* Trecho do documento *

• • • •

Eu descobri que Ballarat (uma ex-cidade fornecedora, fundada para “explorar os garimpeiros” ao seguirem para as colinas) voltou às suas raízes. Seu único morador em tempo integral era Rock Novak, o zelador da cidade de propriedade privada, que aluga vaga para trailers (US$ 3 por noite) para aqueles que trabalham na próxima Mina Briggs.

Pouco resta de Ballarat além dos escombros de sua cadeia e necrotério, e de Novak. Um fã de cerveja de lata, teorias de conspiração e pinups dos anos 50, Novak disse que os mineiros atualmente trabalham 24 horas por dia na mina, que reabriu em 2009, à procura de ouro, cujo preço está em alta. Se o governo não os impedir, é claro. “É mais fácil vencer a burocracia na China comunista do que aqui”, disse Novak. Como eu disse, ele vive sozinho.

Eu atravessei os Panamints e segui para o ponto mais baixo nos Estados Unidos, nos arredores de Badwater, que é mais uma descrição do que uma cidade. A 86 metros abaixo do nível do mar, Badwater é o local mais visitado no Vale da Morte, e naquele dia o lago de água salgada refletia as montanhas ao redor em sua imobilidade.

  • Ann Summa/The New York Times

    A 86 metros abaixo do nível do mar, Badwater é o local mais visitado no Vale da Morte. Nessa área está esse lago de água salgada da foto

Ao leste fica outra curiosidade: a Amargosa Opera House, em Death Valley Junction, aberta em 1968 por Marta Becket, uma artista e atriz de 87 anos que se apresenta ali desde então. Parte dos prédios da propriedade são assustadoramente decrépitos, enquanto a casa de ópera em si foi adoravelmente restaurada por Becket, com murais elaborados, assentos antigos e bastidores repletos de figurinos.

Mas na noite em que estive lá, o drama era mais espiritual. Uma equipe de caça-fantasmas estava conduzindo um passeio de seis horas pelo hotel, que dizem ser assombrado. Várias dezenas de participantes ávidos se inscreveram, pagando US$ 125 cada.

E lá estava eu em pé no quarto da camareira com um grupo de crédulos, pedindo para que pessoas do além se comunicassem conosco. “Você se importaria em dizer seu nome?” perguntou Peaches Veatch, uma investigadora paranormal. “Você vivia aqui?”. Eu não ouvi nada, apesar de ter sentido um calafrio na nuca. Uma janela rangeu no quarto da camareira, é claro, e estava assustadoramente frio. Mas mesmo assim...

Meu grupo prosseguiu vagando pela noite, à procura de vestígios daqueles que passaram por ali antes: buscadores, excêntricos e sonhadores que foram atraídos pelo mistério e majestade do Vale da Morte. E, ao que parece, ainda são.

Se você for

O Serviço Nacional de Parques (www.nps.gov/deva; 760-786-3200) é a melhor fonte de informações a respeito de visitas ao Vale da Morte, incluindo boletim meteorológico, que pode ser assustador em ambos os extremos do termômetro, dependendo da época do ano.

• • • •

* Informações fornecidas *

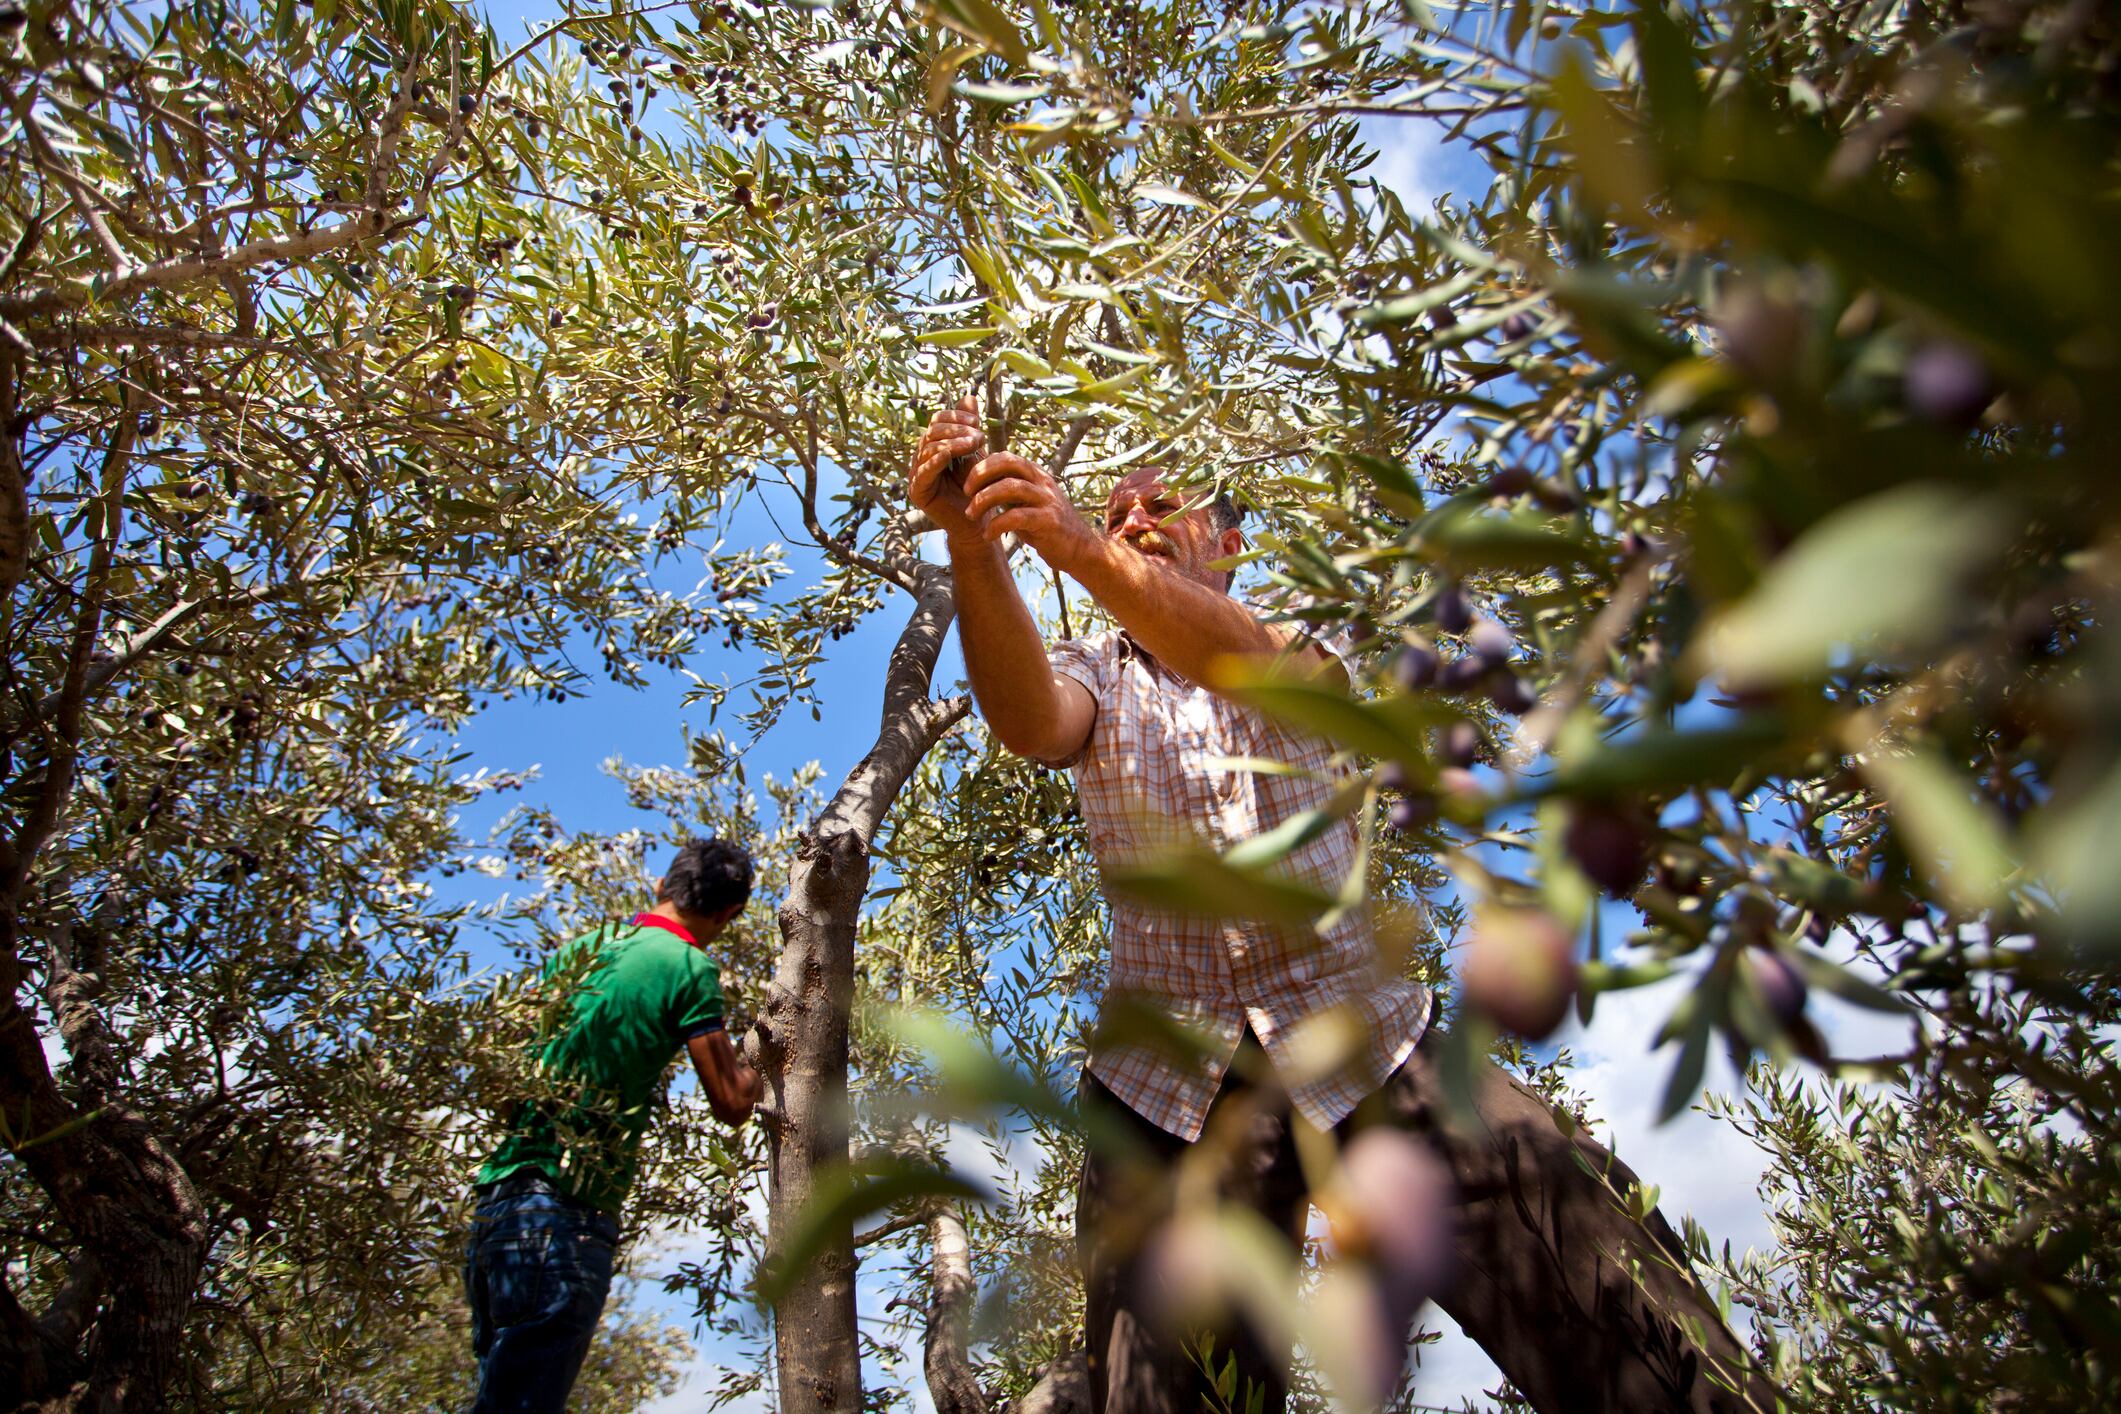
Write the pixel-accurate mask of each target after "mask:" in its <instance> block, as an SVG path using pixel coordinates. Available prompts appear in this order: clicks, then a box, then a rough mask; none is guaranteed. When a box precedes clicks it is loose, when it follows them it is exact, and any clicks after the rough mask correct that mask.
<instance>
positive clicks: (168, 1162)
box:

• • • •

* Tarefa a realizar *
Transcreva fielmente, no texto sobre o Vale da Morte, o trecho que vai de “Se você for” até “época do ano.”.

* Resultado do exercício *
Se você for

O Serviço Nacional de Parques (www.nps.gov/deva; 760-786-3200) é a melhor fonte de informações a respeito de visitas ao Vale da Morte, incluindo boletim meteorológico, que pode ser assustador em ambos os extremos do termômetro, dependendo da época do ano.